*WORK INSTRUCTION*: Exactly as written, transcribe the data from its opening line through the line containing "Task: identify the cracker". Leave every picture out.

*TASK MATERIAL*:
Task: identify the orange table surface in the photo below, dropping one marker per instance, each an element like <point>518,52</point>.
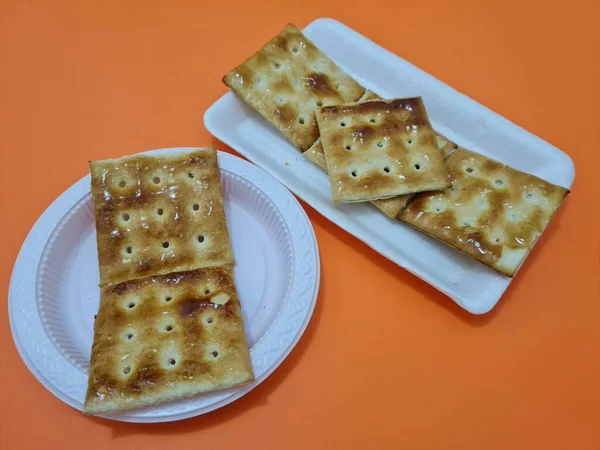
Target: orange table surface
<point>386,361</point>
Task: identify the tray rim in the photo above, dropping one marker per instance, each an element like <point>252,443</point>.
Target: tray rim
<point>338,217</point>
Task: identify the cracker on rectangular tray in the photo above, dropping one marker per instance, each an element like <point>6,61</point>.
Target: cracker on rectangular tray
<point>287,79</point>
<point>166,337</point>
<point>159,214</point>
<point>380,149</point>
<point>391,207</point>
<point>491,212</point>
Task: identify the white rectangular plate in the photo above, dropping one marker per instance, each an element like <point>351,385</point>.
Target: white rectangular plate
<point>469,283</point>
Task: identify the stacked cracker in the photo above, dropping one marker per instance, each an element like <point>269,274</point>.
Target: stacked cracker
<point>169,323</point>
<point>387,153</point>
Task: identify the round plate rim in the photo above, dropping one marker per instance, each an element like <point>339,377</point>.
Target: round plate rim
<point>65,202</point>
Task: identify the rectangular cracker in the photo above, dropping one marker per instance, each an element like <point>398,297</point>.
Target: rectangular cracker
<point>391,207</point>
<point>159,214</point>
<point>166,337</point>
<point>491,212</point>
<point>380,149</point>
<point>287,79</point>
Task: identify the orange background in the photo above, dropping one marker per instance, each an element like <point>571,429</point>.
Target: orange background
<point>387,361</point>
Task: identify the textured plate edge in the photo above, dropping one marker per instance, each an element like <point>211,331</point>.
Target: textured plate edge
<point>324,209</point>
<point>64,203</point>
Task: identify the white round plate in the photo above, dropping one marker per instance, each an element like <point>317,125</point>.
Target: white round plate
<point>54,292</point>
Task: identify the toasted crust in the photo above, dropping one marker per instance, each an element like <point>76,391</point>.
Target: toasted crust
<point>159,214</point>
<point>380,149</point>
<point>166,337</point>
<point>492,212</point>
<point>287,79</point>
<point>391,207</point>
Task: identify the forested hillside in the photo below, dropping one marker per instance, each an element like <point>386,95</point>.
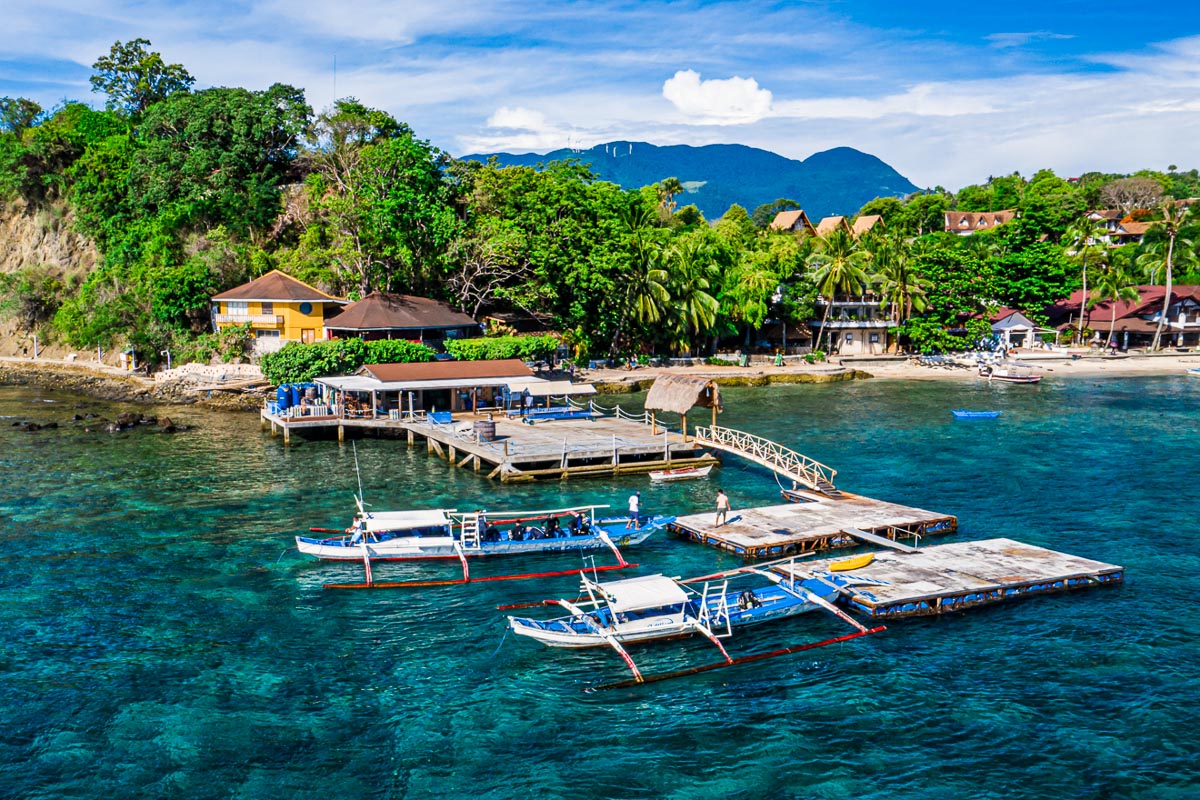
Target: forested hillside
<point>172,194</point>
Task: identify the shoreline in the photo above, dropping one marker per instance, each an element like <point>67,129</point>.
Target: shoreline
<point>102,382</point>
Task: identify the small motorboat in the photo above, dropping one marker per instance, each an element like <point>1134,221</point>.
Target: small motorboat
<point>681,474</point>
<point>963,414</point>
<point>855,563</point>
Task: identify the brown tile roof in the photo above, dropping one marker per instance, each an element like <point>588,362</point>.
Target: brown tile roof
<point>790,220</point>
<point>828,224</point>
<point>277,287</point>
<point>384,312</point>
<point>865,223</point>
<point>959,221</point>
<point>448,370</point>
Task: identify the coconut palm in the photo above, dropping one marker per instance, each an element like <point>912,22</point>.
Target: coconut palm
<point>837,268</point>
<point>1158,259</point>
<point>1083,240</point>
<point>1115,284</point>
<point>900,288</point>
<point>693,276</point>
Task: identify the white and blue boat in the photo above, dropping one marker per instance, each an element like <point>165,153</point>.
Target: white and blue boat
<point>448,534</point>
<point>657,607</point>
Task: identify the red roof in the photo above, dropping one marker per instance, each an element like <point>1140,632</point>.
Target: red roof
<point>277,287</point>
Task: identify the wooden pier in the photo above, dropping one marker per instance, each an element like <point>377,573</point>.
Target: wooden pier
<point>549,449</point>
<point>963,575</point>
<point>820,523</point>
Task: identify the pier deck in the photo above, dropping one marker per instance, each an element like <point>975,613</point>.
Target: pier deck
<point>821,523</point>
<point>965,575</point>
<point>549,449</point>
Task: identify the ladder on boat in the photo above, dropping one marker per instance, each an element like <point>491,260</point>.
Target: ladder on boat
<point>469,533</point>
<point>784,461</point>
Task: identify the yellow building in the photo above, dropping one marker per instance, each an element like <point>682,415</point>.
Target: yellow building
<point>279,308</point>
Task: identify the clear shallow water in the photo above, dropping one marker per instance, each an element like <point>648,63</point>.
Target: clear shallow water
<point>161,639</point>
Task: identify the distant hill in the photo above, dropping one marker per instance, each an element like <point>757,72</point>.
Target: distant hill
<point>717,175</point>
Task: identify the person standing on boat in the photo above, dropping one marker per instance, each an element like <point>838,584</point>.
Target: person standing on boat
<point>723,507</point>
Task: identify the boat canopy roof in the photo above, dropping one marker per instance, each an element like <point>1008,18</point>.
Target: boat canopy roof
<point>648,591</point>
<point>406,519</point>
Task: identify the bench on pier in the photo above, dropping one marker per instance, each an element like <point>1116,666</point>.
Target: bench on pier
<point>541,414</point>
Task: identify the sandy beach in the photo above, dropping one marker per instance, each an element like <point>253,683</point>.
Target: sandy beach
<point>1051,365</point>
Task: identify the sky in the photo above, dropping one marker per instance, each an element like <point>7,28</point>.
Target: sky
<point>947,92</point>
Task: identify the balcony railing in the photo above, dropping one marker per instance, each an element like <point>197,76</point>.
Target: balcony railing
<point>269,320</point>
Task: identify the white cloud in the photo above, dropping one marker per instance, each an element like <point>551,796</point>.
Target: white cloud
<point>730,101</point>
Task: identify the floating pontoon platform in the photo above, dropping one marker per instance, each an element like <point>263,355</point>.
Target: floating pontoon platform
<point>964,575</point>
<point>815,524</point>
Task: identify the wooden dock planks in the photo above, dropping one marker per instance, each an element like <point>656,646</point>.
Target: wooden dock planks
<point>959,576</point>
<point>820,524</point>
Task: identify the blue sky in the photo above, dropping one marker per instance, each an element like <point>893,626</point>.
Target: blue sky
<point>947,92</point>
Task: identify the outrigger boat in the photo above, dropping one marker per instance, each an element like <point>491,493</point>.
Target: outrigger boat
<point>447,534</point>
<point>657,607</point>
<point>1012,373</point>
<point>681,474</point>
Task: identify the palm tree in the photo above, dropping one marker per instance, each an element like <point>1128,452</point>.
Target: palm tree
<point>900,288</point>
<point>837,268</point>
<point>1155,260</point>
<point>1115,284</point>
<point>693,275</point>
<point>1083,240</point>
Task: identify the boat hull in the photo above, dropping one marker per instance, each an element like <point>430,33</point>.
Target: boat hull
<point>413,548</point>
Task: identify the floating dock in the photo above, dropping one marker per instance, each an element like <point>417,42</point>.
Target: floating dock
<point>964,575</point>
<point>819,523</point>
<point>519,451</point>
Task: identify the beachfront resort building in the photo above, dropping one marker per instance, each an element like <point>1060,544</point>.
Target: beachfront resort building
<point>795,221</point>
<point>964,223</point>
<point>857,325</point>
<point>279,310</point>
<point>402,317</point>
<point>1133,324</point>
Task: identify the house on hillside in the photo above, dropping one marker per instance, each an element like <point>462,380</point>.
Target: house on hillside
<point>1134,322</point>
<point>865,224</point>
<point>402,317</point>
<point>828,224</point>
<point>857,325</point>
<point>964,223</point>
<point>795,221</point>
<point>277,307</point>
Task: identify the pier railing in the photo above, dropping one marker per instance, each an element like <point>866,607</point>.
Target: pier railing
<point>768,453</point>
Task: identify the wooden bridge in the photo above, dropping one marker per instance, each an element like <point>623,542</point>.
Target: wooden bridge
<point>772,455</point>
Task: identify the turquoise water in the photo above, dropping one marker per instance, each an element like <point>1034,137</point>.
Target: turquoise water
<point>161,639</point>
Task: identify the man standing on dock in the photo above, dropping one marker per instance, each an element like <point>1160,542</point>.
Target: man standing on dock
<point>635,511</point>
<point>723,507</point>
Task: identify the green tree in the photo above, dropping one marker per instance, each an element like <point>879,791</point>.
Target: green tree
<point>1158,259</point>
<point>135,78</point>
<point>838,266</point>
<point>1114,286</point>
<point>18,114</point>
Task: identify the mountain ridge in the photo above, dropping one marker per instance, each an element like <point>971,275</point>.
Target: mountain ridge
<point>835,181</point>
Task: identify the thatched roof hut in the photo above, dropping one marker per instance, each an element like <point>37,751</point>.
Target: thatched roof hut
<point>678,394</point>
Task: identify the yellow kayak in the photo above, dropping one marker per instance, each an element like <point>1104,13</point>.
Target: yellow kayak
<point>846,565</point>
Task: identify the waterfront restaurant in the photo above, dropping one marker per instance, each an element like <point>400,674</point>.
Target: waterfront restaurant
<point>399,390</point>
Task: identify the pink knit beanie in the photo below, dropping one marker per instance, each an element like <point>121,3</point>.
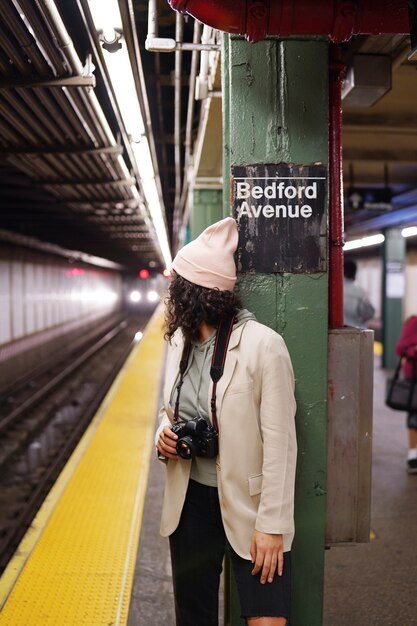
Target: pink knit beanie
<point>208,260</point>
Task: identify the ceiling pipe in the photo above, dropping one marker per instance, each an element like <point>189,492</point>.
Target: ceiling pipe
<point>190,117</point>
<point>338,19</point>
<point>179,34</point>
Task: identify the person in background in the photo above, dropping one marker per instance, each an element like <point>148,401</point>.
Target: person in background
<point>407,347</point>
<point>240,493</point>
<point>357,308</point>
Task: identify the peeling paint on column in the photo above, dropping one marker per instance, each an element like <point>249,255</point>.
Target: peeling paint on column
<point>281,117</point>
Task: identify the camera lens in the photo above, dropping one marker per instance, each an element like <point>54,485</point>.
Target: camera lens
<point>186,448</point>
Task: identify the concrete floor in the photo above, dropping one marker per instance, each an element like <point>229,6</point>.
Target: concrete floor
<point>372,584</point>
<point>375,584</point>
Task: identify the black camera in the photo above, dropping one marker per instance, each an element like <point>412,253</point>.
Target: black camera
<point>196,438</point>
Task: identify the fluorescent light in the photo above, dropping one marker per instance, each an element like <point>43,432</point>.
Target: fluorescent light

*RESPONSE BOX*:
Task: identify the orange table surface in the photo below, dropping one marker per instance, each an element like <point>518,52</point>.
Target: orange table surface
<point>386,361</point>
Task: identify the tray rim in the photo above, dropping one marker per instance, each an element like <point>252,443</point>.
Target: tray rim
<point>338,217</point>
Task: identify the cracker on rectangular tray in the photo above, dropping one marker per instance, each an element like <point>6,61</point>.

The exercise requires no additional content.